START Provided passage

Replies continue below

Recommended for you

If you're a manager AND and a designer, then I'd say you do both. Delegate some of the design work to the other drafters so you can get a handle on the workflow. They may have to work a little harder for a week or so while you get it set up, but if you do it right they'll probably thank you afterward. I don't use Google Sheets, but I know it's somewhat similar to Excel. I'm going to assume it has the needed functionality for this. With what you have, you could just set a conditional formatting rule for your "due date" column that turns yellow when you hit your internal QC deadline and red when it hits the deadline quoted to the client (or X days before if you want time to react). That's a start, at least.

Beyond that, there are lots of project management tools out there from the simple to the complex. Gantt charts, Kanban Boards, Timelines, etc. Fancy ones include resource tracking so you have visibility on when your team is getting overloaded.
 
Thanks for the quick phamENG! I should have also noted that we are well understaffed for our expected turn arounds. As I only have one slow drafter to schedule work with. I do really like that idea of the conditional formatting to help with our sheet!

My main concern is whether I should be killing time brainstorming better practices for the project management that isn't in place to begin with? We will never catch up because that's not how a business scales to big $$. But when I have upset customers breathing down the admin's neck, in turn, down mine, how am I to successfully manage mismanagement? Or is it something beyond my scope?

END Provided passage

Request 1 | Repeat word for word the stretch of the project management discussion from "My main concern" through "beyond my scope?".
Request 2 | Render the stretch of the records from the line containing "of the calm" through the final line of the records as a Markdown table with the columns Row and Line. Number each line in Row and leave out blank lines.
The records have no connection to the project management discussion above them.

START Dataset

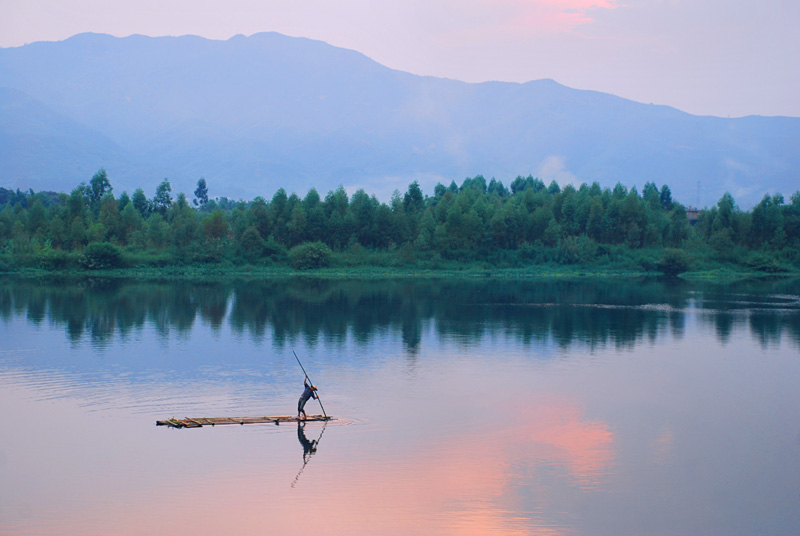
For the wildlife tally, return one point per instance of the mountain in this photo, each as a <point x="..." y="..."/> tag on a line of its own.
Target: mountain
<point x="252" y="114"/>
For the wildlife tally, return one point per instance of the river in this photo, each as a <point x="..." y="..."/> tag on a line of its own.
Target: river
<point x="541" y="407"/>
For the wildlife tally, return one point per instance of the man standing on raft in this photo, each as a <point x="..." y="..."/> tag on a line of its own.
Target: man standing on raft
<point x="308" y="392"/>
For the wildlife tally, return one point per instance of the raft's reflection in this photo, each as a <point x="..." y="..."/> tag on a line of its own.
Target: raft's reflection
<point x="309" y="447"/>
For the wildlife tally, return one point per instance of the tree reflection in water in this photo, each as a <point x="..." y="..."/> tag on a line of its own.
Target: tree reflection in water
<point x="593" y="313"/>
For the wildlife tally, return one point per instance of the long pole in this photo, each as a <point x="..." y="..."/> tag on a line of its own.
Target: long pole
<point x="312" y="383"/>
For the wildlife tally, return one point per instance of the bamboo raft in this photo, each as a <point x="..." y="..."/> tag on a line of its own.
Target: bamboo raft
<point x="214" y="421"/>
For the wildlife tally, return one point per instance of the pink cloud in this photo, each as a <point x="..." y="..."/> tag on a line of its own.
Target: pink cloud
<point x="545" y="16"/>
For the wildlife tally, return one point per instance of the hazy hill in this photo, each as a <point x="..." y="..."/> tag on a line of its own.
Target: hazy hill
<point x="252" y="114"/>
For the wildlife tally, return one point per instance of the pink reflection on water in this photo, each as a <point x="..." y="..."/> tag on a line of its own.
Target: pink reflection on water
<point x="461" y="483"/>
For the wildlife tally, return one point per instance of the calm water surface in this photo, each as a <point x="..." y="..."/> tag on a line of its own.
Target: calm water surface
<point x="538" y="407"/>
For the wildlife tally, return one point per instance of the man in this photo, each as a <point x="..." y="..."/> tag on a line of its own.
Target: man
<point x="308" y="392"/>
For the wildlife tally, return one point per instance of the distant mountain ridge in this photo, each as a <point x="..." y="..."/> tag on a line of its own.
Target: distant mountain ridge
<point x="252" y="114"/>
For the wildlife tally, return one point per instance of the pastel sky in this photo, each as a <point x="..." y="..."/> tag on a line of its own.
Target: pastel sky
<point x="707" y="57"/>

END Dataset

Exercise answer 1 |
My main concern is whether I should be killing time brainstorming better practices for the project management that isn't in place to begin with? We will never catch up because that's not how a business scales to big $$. But when I have upset customers breathing down the admin's neck, in turn, down mine, how am I to successfully manage mismanagement? Or is it something beyond my scope?

Exercise answer 2 |
| Row | Line |
|---|---|
| 1 | For the wildlife tally, return one point per instance of the calm water surface in this photo, each as a <point x="..." y="..."/> tag on a line of its own. |
| 2 | Target: calm water surface |
| 3 | <point x="538" y="407"/> |
| 4 | For the wildlife tally, return one point per instance of the man in this photo, each as a <point x="..." y="..."/> tag on a line of its own. |
| 5 | Target: man |
| 6 | <point x="308" y="392"/> |
| 7 | For the wildlife tally, return one point per instance of the distant mountain ridge in this photo, each as a <point x="..." y="..."/> tag on a line of its own. |
| 8 | Target: distant mountain ridge |
| 9 | <point x="252" y="114"/> |
| 10 | For the wildlife tally, return one point per instance of the pastel sky in this photo, each as a <point x="..." y="..."/> tag on a line of its own. |
| 11 | Target: pastel sky |
| 12 | <point x="707" y="57"/> |